• _PAGE TEXT_
Residents living in southeast South Korea, where the Terminal High Altitude Area Defense (THAAD) system is set to be deployed, gathered again on Saturday night to continue their fight against the deployment with candles in their hand.
Locals in the Seongju county, North Gyeongsang province held the 235th candlelit rally, which has lasted every night since Seoul and Washington announced the abrupt decision to install one THAAD battery by the end of this year.
The protest rally was carried out at a parking lot facing the county office, which the residents managed to earn from the local government after tussles with county officials. At the very beginning of the rally, they rallied inside the office building.
Around 150 South Koreans chanted for "Stop THAAD and Bring Peace" by immediately cancelling the closed-door decision to deploy the U.S. missile defense system in their hometown that has a population of about 45,000.
Lee Jae-dong, vice chief of the association to oppose the THAAD, composed of Seongju residents, said at the rally that senior South Korean government officials, whom he called as criminals, hurriedly sought to install THAAD in their homeland to help protect the United States and Japan.
He said the THAAD in South Korea is aimed at defending the U.S. and Japan, not his country, from missile threats from the Democratic People's Republic of Korea (DPRK) and also at containing China.
The vice chief strongly raised questions that there would be no reason for South Korea to deploy the U.S. missile defense system that will place his country in danger and only help protect the U.S. and Japan.
THAAD has a very limited capability to intercept DPRK missiles targeting South Korea as it is designed to shoot down incoming missiles at an altitude of 40-150 km. DPRK missiles travel at an altitude of less than 40 km when attacking its southern neighbor.
THAAD's X-band radar can peer deep into territories of China and Russia, causing strong backlashes from the two countries. The U.S. missile shield breaks strategic balance and damages the security interests of the two nations.
Most of the residents have a deep understanding of what the THAAD is and how it operates. One of the residents explained to the participants in the candlelit rally about the definition of THAAD and its capability.
Park Soo-kyu, an official with the protest rally organizer, told Xinhua that the Park Geun-hye government's hurried push for THAAD stemmed mainly from political difficulties, which were caused by a corruption scandal embroiling President Park.

• _RAW DATA_
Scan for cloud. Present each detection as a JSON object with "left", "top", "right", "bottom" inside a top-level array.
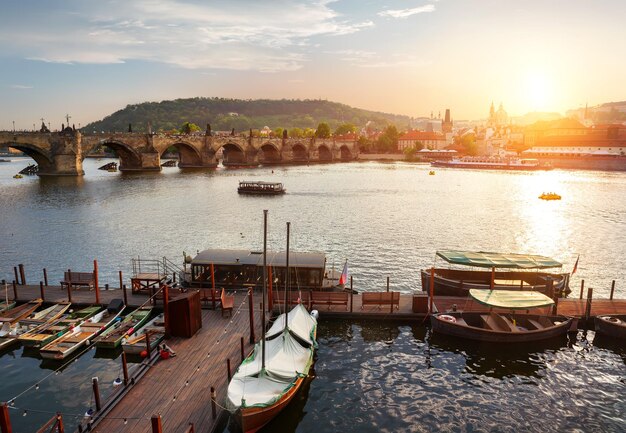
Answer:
[
  {"left": 0, "top": 0, "right": 374, "bottom": 72},
  {"left": 378, "top": 4, "right": 435, "bottom": 18}
]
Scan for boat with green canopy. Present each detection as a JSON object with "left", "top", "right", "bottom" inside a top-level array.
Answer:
[
  {"left": 430, "top": 289, "right": 576, "bottom": 343},
  {"left": 421, "top": 250, "right": 570, "bottom": 297}
]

• _JOBS_
1) In the THAAD protest article, what altitude range is THAAD designed to intercept incoming missiles at?
2) Write the next few sentences of the THAAD protest article, picking up right after its final sentence.
The items play no part in this work.

• _WRITTEN ANSWERS_
1) 40-150 km.

2)
Park was impeached by the parliament on Dec. 9 over her alleged involvement in a corruption scandal, in which Park's longtime confidante Choi Soon-sil is alleged to have intervened in state affairs behind the scenes.
Some opposition lawmakers raised suspicion that Choi may have affected the abrupt THAAD deployment decision, citing circumstantial evidences such as the undated meeting between Choi or Choi's ex-husband and the chief of Lockheed Martin, the THAAD manufacturer.
THAAD in South Korea indicates the country becoming a part of the global missile defense (MD) network of the U.S. together with Japan in the region. The global MD apparently aims to contain China and Russia by sharing the military intelligence gathered from the THAAD radar in South Korea and two X-band radars already deployed in Japan.
The participants in the rally chanted for "Send THAAD to the U.S. and Bring Peace to Korean Peninsula," clamoring for a prompt withdrawal from the decision, which the residents said had been made without any explanations and any proper procedures.
The parking lot, which they dubbed "Peace Butterfly Square," was crowded with people who still hope to return to a peaceful daily life, which they had enjoyed every day before the THAAD deployment decision.
Lee Jae-dong, the vice chief of the anti-THAAD rally organizing committee, said the only thing people want here is to return to the past normalized life. He said the residents will fight until the peace-breaking weapons system is to be ousted from their hometown.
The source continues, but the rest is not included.